Please retype every entry, keeping each one exactly as written.

Data excerpts
■ ■ ■ ■

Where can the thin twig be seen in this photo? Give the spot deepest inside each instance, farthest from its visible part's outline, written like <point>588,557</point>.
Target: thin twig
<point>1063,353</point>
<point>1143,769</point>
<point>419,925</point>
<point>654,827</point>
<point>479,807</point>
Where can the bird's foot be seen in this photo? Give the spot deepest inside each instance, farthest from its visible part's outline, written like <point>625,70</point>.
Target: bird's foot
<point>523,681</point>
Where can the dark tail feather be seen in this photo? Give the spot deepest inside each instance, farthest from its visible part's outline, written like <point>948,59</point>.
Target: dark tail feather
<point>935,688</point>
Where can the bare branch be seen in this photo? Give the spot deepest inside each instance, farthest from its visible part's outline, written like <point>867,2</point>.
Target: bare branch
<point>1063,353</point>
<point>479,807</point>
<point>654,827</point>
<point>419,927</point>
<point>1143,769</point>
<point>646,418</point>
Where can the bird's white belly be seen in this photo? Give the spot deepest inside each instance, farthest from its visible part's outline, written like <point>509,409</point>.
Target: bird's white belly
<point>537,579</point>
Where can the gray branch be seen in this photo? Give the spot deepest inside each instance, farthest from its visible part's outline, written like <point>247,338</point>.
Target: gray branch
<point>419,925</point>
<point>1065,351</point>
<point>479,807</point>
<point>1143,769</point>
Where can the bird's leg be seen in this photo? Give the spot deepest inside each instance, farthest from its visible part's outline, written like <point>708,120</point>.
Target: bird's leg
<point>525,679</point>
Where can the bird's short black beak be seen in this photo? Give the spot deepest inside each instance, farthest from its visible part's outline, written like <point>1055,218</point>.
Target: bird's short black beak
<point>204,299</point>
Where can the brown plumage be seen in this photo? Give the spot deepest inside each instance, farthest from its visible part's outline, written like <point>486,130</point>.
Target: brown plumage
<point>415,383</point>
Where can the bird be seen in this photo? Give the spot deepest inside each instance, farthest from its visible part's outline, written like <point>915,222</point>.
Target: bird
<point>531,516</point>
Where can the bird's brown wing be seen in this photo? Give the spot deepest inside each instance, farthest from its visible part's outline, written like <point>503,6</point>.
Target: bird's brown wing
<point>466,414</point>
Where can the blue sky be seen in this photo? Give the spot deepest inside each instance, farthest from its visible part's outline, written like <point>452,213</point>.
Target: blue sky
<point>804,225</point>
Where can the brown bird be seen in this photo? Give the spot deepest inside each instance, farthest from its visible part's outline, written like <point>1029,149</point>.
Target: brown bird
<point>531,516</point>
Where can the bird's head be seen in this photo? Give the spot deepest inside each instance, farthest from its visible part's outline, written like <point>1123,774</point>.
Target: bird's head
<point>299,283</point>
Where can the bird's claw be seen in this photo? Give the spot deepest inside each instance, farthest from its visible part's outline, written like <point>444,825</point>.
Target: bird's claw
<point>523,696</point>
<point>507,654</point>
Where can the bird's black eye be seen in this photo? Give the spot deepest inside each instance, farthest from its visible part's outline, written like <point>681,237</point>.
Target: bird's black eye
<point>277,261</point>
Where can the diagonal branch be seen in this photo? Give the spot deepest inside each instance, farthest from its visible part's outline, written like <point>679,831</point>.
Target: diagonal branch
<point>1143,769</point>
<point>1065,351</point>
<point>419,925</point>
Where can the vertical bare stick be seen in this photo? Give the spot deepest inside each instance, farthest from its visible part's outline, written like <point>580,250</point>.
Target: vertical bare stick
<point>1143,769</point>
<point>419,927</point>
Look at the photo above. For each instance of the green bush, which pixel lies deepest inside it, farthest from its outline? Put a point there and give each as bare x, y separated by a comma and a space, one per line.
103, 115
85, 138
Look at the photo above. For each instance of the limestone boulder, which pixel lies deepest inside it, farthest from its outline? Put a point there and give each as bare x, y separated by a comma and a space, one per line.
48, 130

■ ■ ■ ■

■ **SOLUTION TO THE EXERCISE**:
Where can the thin twig be seen in this photo? Give the spot deepest inside each instance, farthest from its visible part's outline, written like <point>588,557</point>.
Target: thin twig
<point>1063,353</point>
<point>1143,769</point>
<point>419,925</point>
<point>654,827</point>
<point>479,807</point>
Where can the bird's foot be seen in this photo? Give the spot deepest inside each instance, farthest from its visible part's outline, written like <point>625,70</point>.
Target: bird's foot
<point>523,681</point>
Where can the dark tail feather be seen in this photo? Give the spot deepest inside each instance, farthest from its visible part's outline, written like <point>948,59</point>.
Target: dark tail feather
<point>935,688</point>
Where can the bare branch be seen in this photo? Give the spot deepest inside each instance, farthest from its visible part's outline, written like <point>867,2</point>.
Target: bare branch
<point>1063,353</point>
<point>479,807</point>
<point>654,827</point>
<point>419,927</point>
<point>1143,769</point>
<point>646,418</point>
Where can the bird's white belly be seen in this photo? Give the spot deepest inside each instance, farthest from its visible part's outline, written like <point>509,409</point>.
Target: bird's white belly
<point>537,579</point>
Where can the gray branch be seen in this photo? Give the spot deepest inside each instance, farthest from its visible part's outline, written like <point>247,338</point>.
Target: gray branch
<point>419,925</point>
<point>1065,351</point>
<point>479,807</point>
<point>1143,769</point>
Where can the bird's leg be seen in this photo? Give the spot deepest inside each instance, farthest from its visible part's outline, written like <point>708,120</point>.
Target: bird's leg
<point>525,679</point>
Where can the bird's short black beak be seen in this photo? Give the spot deepest inside each instance, farthest from its visible part's outline, written like <point>1055,218</point>.
Target: bird's short black beak
<point>204,299</point>
Where can the brown plumage be seen in this photo? Give the spot deepest inside each instance, farthest from its visible part's outline, written like <point>486,130</point>.
Target: brown plumage
<point>415,383</point>
Where can the bird be seen in this photo? Give the spot deepest inside each instance, farthest from its visible part's outline, written like <point>915,222</point>.
Target: bird
<point>531,516</point>
Where can the bird's brown wing be seen in this photo? Give the spot deepest inside each instance, farthest from its visible part's outline, written like <point>503,6</point>.
Target: bird's brown wing
<point>466,414</point>
Where can the blue sky be seen in this photo? Give the spot deepest inside each instance, farthest from its visible part's outline, written like <point>452,213</point>.
Target: blue sky
<point>804,225</point>
Where can the brown bird be seen in this photo? Give the spot deepest inside each instance, farthest from its visible part's outline, written like <point>1029,149</point>.
Target: brown bird
<point>531,516</point>
Where can the bird's head be seen in this photo? Give the spot deepest inside each instance, farthest from its visible part's outline, written like <point>1123,774</point>.
Target: bird's head
<point>299,283</point>
Where can the bird's claw be seen in this photo? Give the spot deepest inside each instance, farthest from its visible part's outline, written like <point>444,825</point>.
Target: bird's claw
<point>523,696</point>
<point>507,654</point>
Where can the bird's black eye be seen in this photo? Give the spot deepest inside each instance, farthest from its visible part's outline, written like <point>681,237</point>.
Target: bird's black eye
<point>277,261</point>
Where can the diagonal branch be seen in this photo? Give the spot deepest inside each instance, farthest from its visible part's outline, written like <point>679,831</point>.
Target: diagonal branch
<point>1143,769</point>
<point>1065,351</point>
<point>419,925</point>
Where can the vertical bare stick be seen in this photo? Give the spot deepest inside each instance, farthest from its visible part's outline, written like <point>580,250</point>.
Target: vertical bare stick
<point>1143,769</point>
<point>419,927</point>
Look at the photo above. For each instance of the green bush, which pixel lies deepest inside it, farthest from its outline? Put a point there and give each as bare x, y separated by a comma and a space, one per line.
103, 115
85, 138
Look at the photo above. For each instance of the limestone boulder, which pixel lies deepest inside it, farthest from its outline? Put a point there and give each as bare x, y separated by a comma and a space, one per line.
48, 130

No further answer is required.